## READING PASSAGE
□ □ □ □ □ □ □

Based on actual geological conditions, a model as depicted in Figure 1 was established. The model measures 8 × 8 × 8 m3 and consists of five layers. The middle layer comprises a 2 m-thick pay layer with a horizontal well placed within it; a fracture is located at the center of this well for the hydraulic fracture initiation. The pay layer is flanked by two 1 m-thick interlayers on either side; a cemented fracture characterizes the interface between these interlayers and the pay layer. In this model, the maximum, minimum, and vertical principal stresses are oriented along the X, Y, and Z directions, respectively. Table 1 exhibits all rock mechanical properties and fracturing fluid injection parameters for the model; all mechanical properties parameters were obtained from laboratory mechanical tests.
Small particle size quartz sand has dominated the proppant industry in North America. In fact, the sum of 40/70 mesh and 100 mesh fine sands used in the shale gas industry in North America accounted for more than 70% of the total proppant used in 2018 [39,40] (Figure 2). Moreover, 40/70 mesh and 100 mesh fine sands exceeded 80% in the first quarter of 2019, and even 100 mesh quartz sand in deeper layers at depths of 3500 m exceeded 68.6% [41,42,43]. Therefore, based on the proportion of proppant of each grain size in Figure 2, this study selected relatively course 42 mesh, and the fine 80 and 100 mesh proppants to investigate their effect on the fracture propped area at various grain sizes.

4. Results

This section investigates the effects of reservoir mechanical and operational parameters on fracture propagation and proppant distribution in the fracturing fluid during fracturing using a numerical model of fracture propagation in multi-layer reservoirs.

□ □ □ □ □ □ □

## DATASET ENTRIES
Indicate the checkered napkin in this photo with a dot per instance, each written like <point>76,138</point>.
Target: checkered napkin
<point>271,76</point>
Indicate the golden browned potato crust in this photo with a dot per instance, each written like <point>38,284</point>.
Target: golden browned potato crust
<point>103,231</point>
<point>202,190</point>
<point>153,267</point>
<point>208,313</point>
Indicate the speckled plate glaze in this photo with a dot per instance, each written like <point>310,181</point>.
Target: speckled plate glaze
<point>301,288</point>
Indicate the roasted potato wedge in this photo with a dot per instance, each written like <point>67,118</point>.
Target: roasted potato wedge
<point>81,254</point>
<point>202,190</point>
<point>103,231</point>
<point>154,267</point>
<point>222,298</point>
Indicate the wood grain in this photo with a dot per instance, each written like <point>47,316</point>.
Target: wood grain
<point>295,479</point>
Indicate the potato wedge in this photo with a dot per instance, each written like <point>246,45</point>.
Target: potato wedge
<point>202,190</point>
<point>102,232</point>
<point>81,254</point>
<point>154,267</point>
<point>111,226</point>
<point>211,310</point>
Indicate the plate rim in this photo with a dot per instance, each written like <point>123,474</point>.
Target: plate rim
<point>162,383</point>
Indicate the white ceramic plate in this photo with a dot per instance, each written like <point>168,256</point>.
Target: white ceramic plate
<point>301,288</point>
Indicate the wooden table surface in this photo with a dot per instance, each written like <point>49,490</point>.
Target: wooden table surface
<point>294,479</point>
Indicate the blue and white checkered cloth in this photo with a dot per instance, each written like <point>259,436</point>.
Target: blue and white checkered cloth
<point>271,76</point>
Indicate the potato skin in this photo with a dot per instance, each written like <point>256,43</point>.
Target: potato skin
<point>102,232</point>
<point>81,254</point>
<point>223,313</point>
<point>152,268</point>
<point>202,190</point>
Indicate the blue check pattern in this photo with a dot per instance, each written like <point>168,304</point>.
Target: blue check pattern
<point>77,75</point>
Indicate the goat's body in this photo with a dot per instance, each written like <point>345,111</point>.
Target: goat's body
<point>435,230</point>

□ □ □ □ □ □ □

## WORK INSTRUCTIONS
1. Do the following statements agree with the fracturing text? For each, answer yes or no and quote the deciding words. (a) The model consists of five layers. (b) Each interlayer beside the pay layer is 2 m thick. (c) The mechanical properties were obtained from field measurements.
2. According to the fracturing text, what share of the total proppant used in 2018 did 40/70 mesh and 100 mesh fine sands account for in the North American shale gas industry?

## RESPONSE LIST
1.
(a) Yes: "consists of five layers"
(b) No: "two 1 m-thick interlayers on either side"
(c) No: "all mechanical properties parameters were obtained from laboratory mechanical tests"

2. More than 70%.